### EXCERPTED PASSAGE
*-*-*
# Mason Jars



## gentimmy (Nov 1, 2010)

Question from a n00bopcorn:

When re-using Ball jars, do you guys rinse with just soap and water? dishwasher? just water? 


thanks!:smoke:


----------



## jfdiii (Nov 12, 2010)

I don't always wash them when reusing for similar tobaccos. When I do I run them through the dishwasher.


----------



## Nick S. (Jul 10, 2011)

I run mine through the dishwasher and replace the lids


----------



## gentimmy (Nov 1, 2010)

jfdiii said:


> I don't always wash them when reusing for similar tobaccos. When I do I run them through the dishwasher.


lids too?



Nick S. said:


> I run mine through the dishwasher and replace the lids


My lid's holdin' up fine, I'd like to re-use it if possible


----------



## brotherwilliam3 (May 17, 2010)
*-*-*
### Collected data
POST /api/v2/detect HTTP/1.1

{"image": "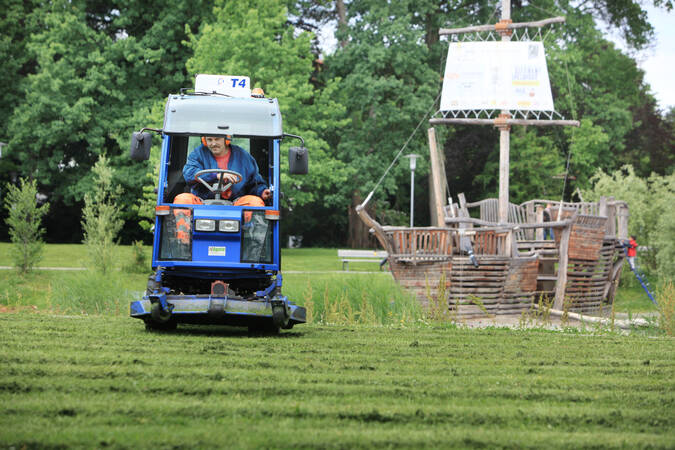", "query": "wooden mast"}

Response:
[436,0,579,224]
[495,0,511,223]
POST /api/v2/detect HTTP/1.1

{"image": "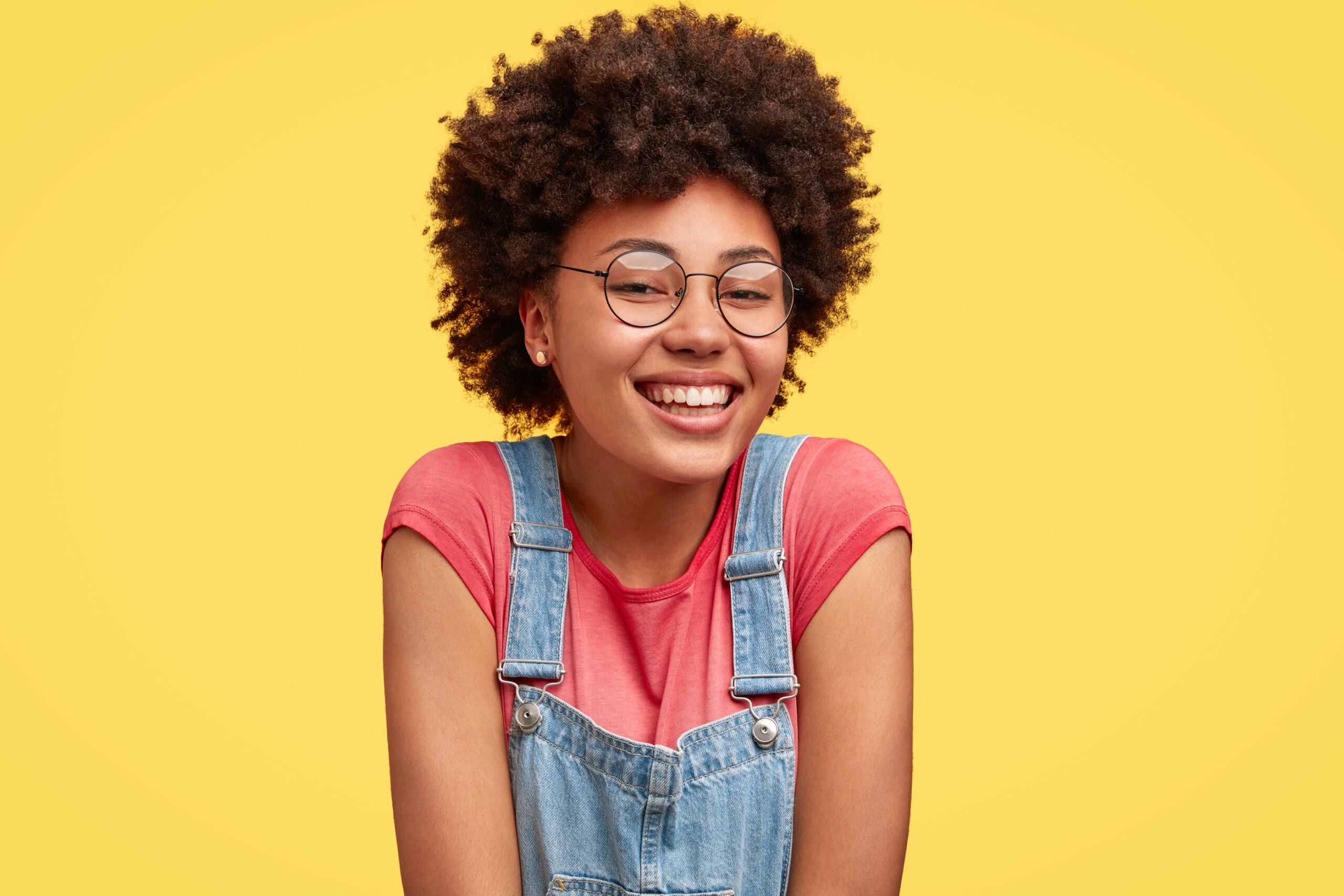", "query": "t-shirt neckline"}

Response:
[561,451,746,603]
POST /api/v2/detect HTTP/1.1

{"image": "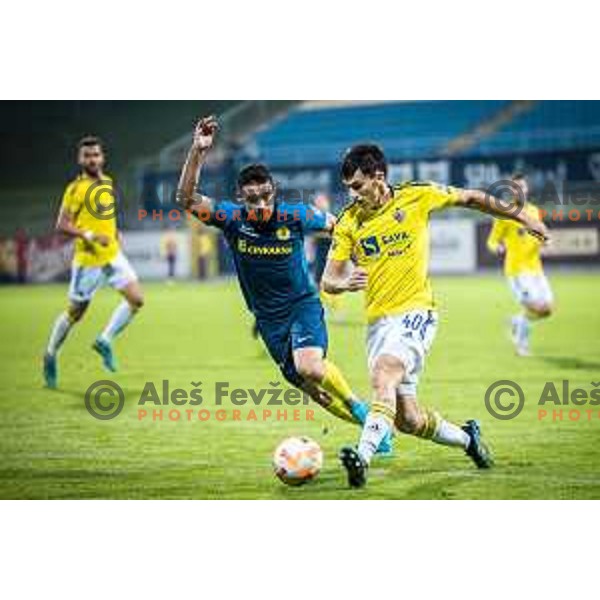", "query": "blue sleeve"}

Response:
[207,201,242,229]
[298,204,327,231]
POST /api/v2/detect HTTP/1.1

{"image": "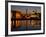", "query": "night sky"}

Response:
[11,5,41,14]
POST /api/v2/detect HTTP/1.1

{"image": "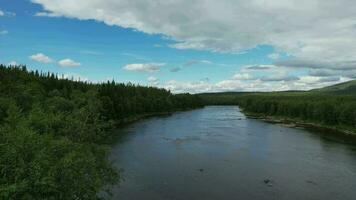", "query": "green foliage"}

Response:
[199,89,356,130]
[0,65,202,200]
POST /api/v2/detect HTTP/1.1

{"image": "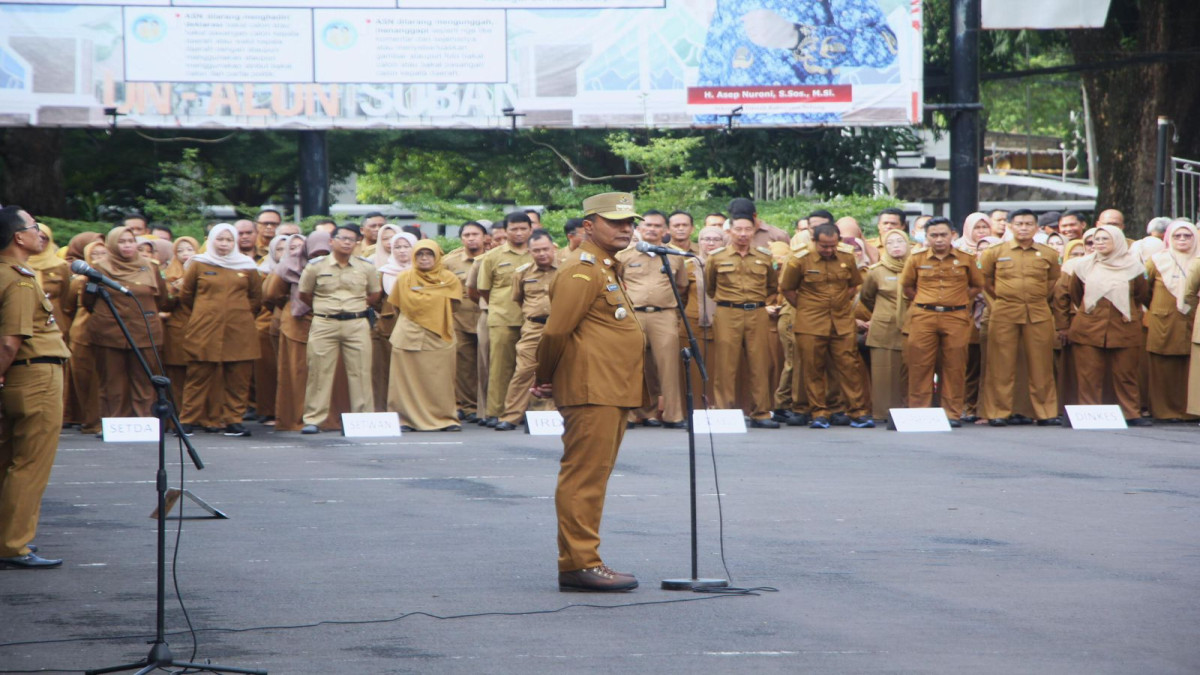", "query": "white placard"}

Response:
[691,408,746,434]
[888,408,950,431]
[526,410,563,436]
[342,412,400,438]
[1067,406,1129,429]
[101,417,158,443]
*-*-*
### DIRECTIVES
**1)** Reproduce the Mason jar thread between "# Mason Jars" and "dishwasher? just water?", inclusive.
**2)** For each statement below, answer yes or no according to the Mason jar thread, and quote the words from the thread that settle it. (a) jfdiii always washes the jars before reusing them. (b) Nick S. replaces the lids. (c) gentimmy reports that their lid has worn out.

### TASK-BY-TASK SOLUTIONS
**1)**
# Mason Jars



## gentimmy (Nov 1, 2010)

Question from a n00bopcorn:

When re-using Ball jars, do you guys rinse with just soap and water? dishwasher? just water?

**2)**
(a) No: "I don't always wash them when reusing for similar tobaccos."
(b) Yes: "I run mine through the dishwasher and replace the lids"
(c) No: "My lid's holdin' up fine"